> **ASSIGNMENT**
What appears from the line containing "The model proposes bounding regions for the woman's" to the end of the listing below should be copied exactly, with no other lines.

> **DATASET EXCERPTS**
↓
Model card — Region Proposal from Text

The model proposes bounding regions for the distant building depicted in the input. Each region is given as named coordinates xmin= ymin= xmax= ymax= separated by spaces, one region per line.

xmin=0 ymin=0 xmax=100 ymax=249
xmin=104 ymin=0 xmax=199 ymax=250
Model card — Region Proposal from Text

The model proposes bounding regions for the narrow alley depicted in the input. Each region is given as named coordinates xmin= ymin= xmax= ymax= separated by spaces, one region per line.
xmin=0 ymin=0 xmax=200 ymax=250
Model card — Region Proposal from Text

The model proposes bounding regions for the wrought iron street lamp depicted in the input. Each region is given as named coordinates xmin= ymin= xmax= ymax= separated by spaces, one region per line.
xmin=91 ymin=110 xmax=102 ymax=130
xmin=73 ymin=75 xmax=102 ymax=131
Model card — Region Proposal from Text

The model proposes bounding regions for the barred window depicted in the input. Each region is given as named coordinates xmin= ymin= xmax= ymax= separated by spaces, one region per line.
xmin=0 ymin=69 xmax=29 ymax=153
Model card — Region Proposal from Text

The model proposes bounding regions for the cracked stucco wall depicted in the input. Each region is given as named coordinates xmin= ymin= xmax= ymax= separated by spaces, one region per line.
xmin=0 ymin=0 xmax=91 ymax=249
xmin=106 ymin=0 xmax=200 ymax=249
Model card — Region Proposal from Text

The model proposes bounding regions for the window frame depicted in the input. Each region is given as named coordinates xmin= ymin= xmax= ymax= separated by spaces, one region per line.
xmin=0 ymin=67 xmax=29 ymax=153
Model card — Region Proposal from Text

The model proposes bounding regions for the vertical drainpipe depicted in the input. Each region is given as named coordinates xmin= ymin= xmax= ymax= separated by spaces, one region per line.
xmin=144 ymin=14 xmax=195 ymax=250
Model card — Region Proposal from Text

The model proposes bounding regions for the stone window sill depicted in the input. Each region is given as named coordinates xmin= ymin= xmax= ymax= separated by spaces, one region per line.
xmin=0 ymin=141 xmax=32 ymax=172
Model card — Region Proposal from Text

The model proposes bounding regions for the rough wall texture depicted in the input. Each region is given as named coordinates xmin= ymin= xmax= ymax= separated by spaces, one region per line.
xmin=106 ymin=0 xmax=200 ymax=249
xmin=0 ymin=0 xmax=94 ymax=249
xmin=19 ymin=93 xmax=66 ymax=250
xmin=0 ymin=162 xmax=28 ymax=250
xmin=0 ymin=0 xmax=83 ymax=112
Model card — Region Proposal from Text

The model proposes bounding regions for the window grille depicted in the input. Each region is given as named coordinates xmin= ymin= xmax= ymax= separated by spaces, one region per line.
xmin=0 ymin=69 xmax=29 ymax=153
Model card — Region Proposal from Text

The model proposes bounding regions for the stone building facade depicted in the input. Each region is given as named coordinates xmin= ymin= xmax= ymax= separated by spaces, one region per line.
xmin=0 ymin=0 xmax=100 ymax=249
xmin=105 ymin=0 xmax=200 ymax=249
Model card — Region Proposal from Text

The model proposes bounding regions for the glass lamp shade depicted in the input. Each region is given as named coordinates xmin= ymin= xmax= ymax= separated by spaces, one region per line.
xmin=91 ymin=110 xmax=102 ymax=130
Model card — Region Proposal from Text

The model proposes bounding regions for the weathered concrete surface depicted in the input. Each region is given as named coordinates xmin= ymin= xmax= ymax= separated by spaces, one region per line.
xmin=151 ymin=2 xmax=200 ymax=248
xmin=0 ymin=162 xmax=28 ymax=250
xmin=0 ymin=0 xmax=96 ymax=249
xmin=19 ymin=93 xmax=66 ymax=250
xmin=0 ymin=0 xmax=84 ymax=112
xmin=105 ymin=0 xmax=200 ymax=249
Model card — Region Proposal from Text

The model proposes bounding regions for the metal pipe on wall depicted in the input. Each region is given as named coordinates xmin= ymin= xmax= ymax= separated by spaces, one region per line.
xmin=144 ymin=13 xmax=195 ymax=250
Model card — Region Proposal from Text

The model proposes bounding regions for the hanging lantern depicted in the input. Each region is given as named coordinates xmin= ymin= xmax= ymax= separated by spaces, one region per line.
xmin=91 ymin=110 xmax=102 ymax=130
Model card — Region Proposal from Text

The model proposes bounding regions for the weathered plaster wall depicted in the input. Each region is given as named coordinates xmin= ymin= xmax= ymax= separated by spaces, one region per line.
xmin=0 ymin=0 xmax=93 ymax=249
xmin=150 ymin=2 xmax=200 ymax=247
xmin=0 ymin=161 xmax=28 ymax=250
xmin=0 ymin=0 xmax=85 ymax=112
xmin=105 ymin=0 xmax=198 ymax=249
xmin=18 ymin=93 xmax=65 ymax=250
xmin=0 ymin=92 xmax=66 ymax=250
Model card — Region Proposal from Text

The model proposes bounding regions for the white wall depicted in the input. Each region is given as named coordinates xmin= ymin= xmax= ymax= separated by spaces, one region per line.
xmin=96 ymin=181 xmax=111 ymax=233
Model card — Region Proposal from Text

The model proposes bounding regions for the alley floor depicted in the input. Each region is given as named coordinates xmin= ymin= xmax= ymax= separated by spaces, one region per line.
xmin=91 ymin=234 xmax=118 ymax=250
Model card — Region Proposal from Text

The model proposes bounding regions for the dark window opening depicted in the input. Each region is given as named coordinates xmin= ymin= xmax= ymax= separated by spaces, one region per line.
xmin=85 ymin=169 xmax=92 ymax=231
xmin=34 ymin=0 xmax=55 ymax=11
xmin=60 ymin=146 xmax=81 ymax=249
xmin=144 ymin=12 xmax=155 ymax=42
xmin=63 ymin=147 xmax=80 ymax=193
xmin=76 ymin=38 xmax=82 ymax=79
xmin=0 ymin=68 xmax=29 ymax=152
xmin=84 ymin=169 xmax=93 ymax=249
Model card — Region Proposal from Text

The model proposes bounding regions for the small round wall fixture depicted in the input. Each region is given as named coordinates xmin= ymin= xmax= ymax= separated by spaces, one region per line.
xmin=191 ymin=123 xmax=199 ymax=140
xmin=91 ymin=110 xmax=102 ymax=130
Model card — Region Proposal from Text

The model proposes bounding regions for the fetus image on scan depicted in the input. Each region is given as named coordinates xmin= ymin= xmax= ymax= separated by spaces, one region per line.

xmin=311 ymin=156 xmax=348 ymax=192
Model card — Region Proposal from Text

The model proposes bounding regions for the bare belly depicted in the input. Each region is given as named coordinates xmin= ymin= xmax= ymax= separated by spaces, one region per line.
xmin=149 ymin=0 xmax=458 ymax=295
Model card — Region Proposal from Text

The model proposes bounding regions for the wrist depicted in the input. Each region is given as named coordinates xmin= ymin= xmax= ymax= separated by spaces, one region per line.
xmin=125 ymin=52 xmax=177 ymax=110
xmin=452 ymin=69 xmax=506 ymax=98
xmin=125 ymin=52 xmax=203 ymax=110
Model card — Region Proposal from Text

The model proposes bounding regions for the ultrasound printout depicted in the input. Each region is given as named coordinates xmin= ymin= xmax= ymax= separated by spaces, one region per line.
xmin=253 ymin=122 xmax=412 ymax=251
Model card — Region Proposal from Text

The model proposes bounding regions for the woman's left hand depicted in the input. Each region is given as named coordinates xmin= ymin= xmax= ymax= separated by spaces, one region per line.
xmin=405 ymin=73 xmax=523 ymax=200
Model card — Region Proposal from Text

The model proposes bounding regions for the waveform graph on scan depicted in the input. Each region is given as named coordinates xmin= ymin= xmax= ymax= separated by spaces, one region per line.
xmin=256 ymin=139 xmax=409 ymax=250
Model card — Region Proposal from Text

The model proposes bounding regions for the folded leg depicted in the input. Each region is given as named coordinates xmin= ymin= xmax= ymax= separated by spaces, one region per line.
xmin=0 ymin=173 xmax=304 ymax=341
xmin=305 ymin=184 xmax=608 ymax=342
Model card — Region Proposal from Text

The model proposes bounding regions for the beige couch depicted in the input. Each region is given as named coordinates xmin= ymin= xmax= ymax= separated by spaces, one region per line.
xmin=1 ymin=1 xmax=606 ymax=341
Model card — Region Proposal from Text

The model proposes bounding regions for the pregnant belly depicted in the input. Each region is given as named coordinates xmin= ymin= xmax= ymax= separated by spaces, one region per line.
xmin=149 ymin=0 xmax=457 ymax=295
↑
> **EXPECTED ANSWER**
The model proposes bounding regions for the woman's left hand depicted in the input. Each region is given as named coordinates xmin= ymin= xmax= ymax= separated by spaces, one region per line.
xmin=405 ymin=73 xmax=523 ymax=200
Model card — Region Proposal from Text

The model proposes bounding regions for the waveform graph on scan depicted in the input. Each region is given as named coordinates xmin= ymin= xmax= ymax= separated by spaces, one region per line.
xmin=256 ymin=139 xmax=409 ymax=250
Model card — Region Proposal from Text

The model proposes bounding regions for the folded leg depicted in the input. Each region is given as named coordinates xmin= ymin= xmax= ymax= separated by spaces, one region per line.
xmin=0 ymin=173 xmax=304 ymax=341
xmin=305 ymin=184 xmax=608 ymax=342
Model card — Region Proposal from Text

The model proposes bounding regions for the beige couch depicted in the input. Each region is given as named coordinates xmin= ymin= xmax= ymax= separated by spaces, one region per line.
xmin=1 ymin=1 xmax=606 ymax=341
Model card — Region Proposal from Text

The model proposes bounding regions for the pregnant belly depicted in the input. Each region is given as named coordinates xmin= ymin= xmax= ymax= separated by spaces, one region per line.
xmin=149 ymin=0 xmax=457 ymax=295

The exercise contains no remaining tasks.